Problem to work on:
Nothing but the lines from the one with "Where can the brown" to the final line should be returned, each exactly as it appears.

--- Records provided ---

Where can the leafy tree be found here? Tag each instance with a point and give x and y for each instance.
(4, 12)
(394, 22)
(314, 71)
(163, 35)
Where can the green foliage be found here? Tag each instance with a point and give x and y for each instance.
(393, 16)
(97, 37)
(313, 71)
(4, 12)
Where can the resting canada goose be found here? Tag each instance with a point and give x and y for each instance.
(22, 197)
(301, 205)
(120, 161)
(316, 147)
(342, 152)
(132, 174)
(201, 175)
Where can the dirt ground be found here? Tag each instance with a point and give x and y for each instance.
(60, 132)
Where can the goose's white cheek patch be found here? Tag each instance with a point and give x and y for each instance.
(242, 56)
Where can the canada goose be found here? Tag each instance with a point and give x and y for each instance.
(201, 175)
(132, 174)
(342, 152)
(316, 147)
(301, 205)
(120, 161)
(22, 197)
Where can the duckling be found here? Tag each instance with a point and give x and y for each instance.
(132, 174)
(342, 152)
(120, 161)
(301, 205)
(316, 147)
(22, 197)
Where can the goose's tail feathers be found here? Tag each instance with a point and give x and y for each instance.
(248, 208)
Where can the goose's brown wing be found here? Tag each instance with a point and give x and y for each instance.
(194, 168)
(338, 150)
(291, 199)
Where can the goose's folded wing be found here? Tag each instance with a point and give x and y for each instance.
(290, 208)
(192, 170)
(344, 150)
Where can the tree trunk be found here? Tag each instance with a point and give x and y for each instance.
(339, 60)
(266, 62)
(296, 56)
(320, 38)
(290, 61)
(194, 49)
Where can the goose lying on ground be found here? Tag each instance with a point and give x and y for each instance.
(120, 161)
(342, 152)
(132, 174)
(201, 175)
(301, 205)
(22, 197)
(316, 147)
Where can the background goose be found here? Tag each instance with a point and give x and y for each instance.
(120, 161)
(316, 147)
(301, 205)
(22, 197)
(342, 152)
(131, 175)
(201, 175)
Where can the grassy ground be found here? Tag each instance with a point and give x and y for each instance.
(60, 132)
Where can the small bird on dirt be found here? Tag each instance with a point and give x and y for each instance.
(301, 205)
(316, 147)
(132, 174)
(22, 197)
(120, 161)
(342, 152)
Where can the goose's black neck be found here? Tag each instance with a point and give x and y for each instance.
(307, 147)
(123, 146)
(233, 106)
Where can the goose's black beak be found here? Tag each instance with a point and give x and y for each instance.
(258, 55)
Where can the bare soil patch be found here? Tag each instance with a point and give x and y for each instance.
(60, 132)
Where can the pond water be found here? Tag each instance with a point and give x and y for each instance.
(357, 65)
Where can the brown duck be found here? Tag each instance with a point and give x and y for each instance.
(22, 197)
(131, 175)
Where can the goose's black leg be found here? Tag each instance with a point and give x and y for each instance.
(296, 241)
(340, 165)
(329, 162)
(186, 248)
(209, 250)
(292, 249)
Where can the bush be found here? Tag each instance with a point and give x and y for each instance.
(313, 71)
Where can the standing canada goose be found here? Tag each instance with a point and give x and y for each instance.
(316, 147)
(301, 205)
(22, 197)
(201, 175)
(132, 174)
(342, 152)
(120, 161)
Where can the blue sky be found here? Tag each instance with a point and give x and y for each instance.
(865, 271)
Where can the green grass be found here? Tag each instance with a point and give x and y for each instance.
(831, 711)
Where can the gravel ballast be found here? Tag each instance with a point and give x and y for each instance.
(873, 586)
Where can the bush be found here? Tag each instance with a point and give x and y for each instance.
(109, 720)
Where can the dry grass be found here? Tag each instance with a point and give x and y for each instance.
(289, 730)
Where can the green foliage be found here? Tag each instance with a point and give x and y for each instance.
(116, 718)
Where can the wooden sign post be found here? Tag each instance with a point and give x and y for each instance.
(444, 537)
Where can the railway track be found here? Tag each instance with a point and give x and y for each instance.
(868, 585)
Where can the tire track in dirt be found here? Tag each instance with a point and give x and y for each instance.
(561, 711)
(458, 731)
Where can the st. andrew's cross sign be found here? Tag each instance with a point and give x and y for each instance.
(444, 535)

---

Response:
Where can the brown duck be found here? Tag each instance with a point and give x and y for each instance.
(22, 197)
(131, 175)
Where can the goose's black leg be found here? Tag each instance with a point and give x and y for each instance.
(296, 241)
(340, 165)
(329, 162)
(186, 248)
(209, 250)
(292, 249)
Where can the bush be found here? Tag each instance with a point and give x and y for each instance.
(313, 71)
Where can the standing canada goose be found here? Tag each instance with a point and give x and y for each instance.
(316, 147)
(301, 205)
(22, 197)
(201, 175)
(132, 174)
(342, 152)
(120, 161)
Where can the blue sky be found here? Tag each instance with a point and give x and y for each instance.
(865, 271)
Where can the green grass be found here? Tag each instance with a point and give x and y for each instance.
(831, 711)
Where can the gravel ballast be found here? Tag each instance with a point and give x and y for each instance.
(873, 586)
Where can the bush be found here? Tag each instance with a point and give x and y for each instance.
(109, 720)
Where can the dry grass be found here? Tag each instance with a point and give x and y for each instance.
(289, 730)
Where can the green foliage be found here? Tag each instance with a point and give x and y for each instance.
(116, 718)
Where can the wooden sign post be found here? Tag each instance with a point and give x and y for each instance.
(444, 537)
Where can the railway track be found here? Tag each instance with a point and give x and y for each instance.
(868, 585)
Where can the tire track in dirt be found here? Tag each instance with a point and give x and y for each instance.
(561, 711)
(458, 731)
Where can the st. andrew's cross sign be found here? Tag each instance with a point and give x and y for each instance.
(444, 535)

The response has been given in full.